[TASK TO COMPLETE]: If a record holds a picture, please leave the picture out and copy the rest of the record exactly.

Image point grounding data:
##############################

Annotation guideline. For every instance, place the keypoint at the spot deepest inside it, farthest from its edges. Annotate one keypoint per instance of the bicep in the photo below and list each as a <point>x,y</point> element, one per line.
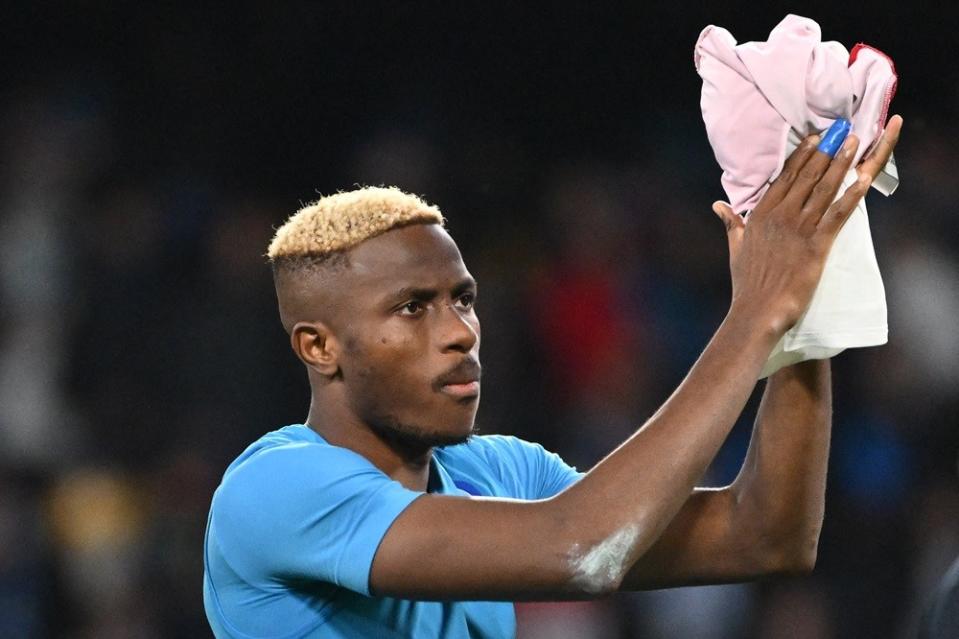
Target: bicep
<point>706,543</point>
<point>445,548</point>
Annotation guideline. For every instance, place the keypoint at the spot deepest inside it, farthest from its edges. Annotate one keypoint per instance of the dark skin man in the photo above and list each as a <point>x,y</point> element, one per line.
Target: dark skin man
<point>392,350</point>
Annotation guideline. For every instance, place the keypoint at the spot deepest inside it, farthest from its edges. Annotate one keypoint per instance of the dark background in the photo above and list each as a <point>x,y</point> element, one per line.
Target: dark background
<point>147,156</point>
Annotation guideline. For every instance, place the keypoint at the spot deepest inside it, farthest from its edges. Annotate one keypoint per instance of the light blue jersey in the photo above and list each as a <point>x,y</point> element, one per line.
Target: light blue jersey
<point>296,521</point>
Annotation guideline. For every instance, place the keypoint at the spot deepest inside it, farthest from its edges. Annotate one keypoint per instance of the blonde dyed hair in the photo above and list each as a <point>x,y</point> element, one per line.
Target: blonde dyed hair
<point>336,223</point>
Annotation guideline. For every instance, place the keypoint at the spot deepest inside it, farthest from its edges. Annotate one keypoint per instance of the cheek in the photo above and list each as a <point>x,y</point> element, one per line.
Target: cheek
<point>387,371</point>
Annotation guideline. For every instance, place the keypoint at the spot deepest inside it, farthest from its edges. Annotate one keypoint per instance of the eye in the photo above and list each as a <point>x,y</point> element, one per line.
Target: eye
<point>466,301</point>
<point>411,308</point>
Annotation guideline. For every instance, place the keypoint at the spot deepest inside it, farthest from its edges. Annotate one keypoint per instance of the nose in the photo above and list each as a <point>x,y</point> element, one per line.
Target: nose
<point>458,331</point>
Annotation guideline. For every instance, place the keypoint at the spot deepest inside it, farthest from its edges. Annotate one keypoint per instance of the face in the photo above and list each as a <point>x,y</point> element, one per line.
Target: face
<point>410,337</point>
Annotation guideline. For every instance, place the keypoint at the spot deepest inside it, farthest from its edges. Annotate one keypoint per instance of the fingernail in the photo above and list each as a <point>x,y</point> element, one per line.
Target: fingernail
<point>833,138</point>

##############################

[TASK ANSWER]:
Annotation guideline. For every instance, place the keypoint at the spot deepest inside it, farthest from its edges. Annotate one keypoint per instance of the bicep in the photo below and list each as a <point>x,y</point> element, one per line.
Target: bicep
<point>706,543</point>
<point>445,548</point>
Annotation guideline. For every instance, place the keypoint at the spot deepest inside it, farthest from its edges. Annotate one keypoint per instance of the dark skin man in the photo above and list each as a <point>x,y</point> element, one per line.
Target: dark skin man
<point>392,350</point>
Annotation guideline. For every instance, place the keypoint at the spot deepest inside it, farthest from its edges. Annotate one keypoint per instance of the dark background in the photo above and list each as a <point>x,y</point> element, one per line.
Target: dark background
<point>147,156</point>
Annotation guideline. For every instance, place the keypoint at the spot deepest inside it, farthest from its edges. Annotate one keypoint per instance of the light blue jersey in the photo above and list each as a <point>x,y</point> element, one per line.
Target: light blue jersey
<point>296,521</point>
Annotation guideline. For every instance, place the keypoint at the spot deepest inside it, farthest from its edges. Annotate one keypoint per instance of the blonde dyed hair in the photo above and list each as a <point>x,y</point> element, one per line.
Target: blonde dyed hair
<point>336,223</point>
Annotation guideline. For every instance, place the keypoint at the spot deepest inside it, farthest from its edges. Annotate one keypoint per instance of the cheek in the photo above and list each as a <point>x,y</point> element, one per line.
Target: cheek
<point>387,371</point>
Annotation guideline. For every instance, place the keypoint at the spot deepest inside it, farthest from its edges. Annotate one keypoint per instance of the eye in the photo above and list each as a <point>x,y</point> element, one per line.
Target: eye
<point>466,301</point>
<point>411,308</point>
Annotation guideline. For every instance, place the keypoint at the spot deepest inside it, farthest from its edges. Annotate one keypoint per instance of the nose in the photo above and list each as a <point>x,y</point> element, one per line.
Target: nose
<point>458,331</point>
Annotation guideline. For every instance, place the keypoint at the spot deepest inside it, farthest from its edges. Annotate one keypoint per instance of the face in the photo above and list each as a <point>x,y</point> element, one per line.
Target: face
<point>410,337</point>
Annotation guideline. For every instance, place the keypoint at the spot deepest inside it, farthest from its edges. Annotate one keypoint per instance of the fingernail in the photo above and list each as a <point>x,y</point> element, one per line.
Target: fingernail
<point>833,138</point>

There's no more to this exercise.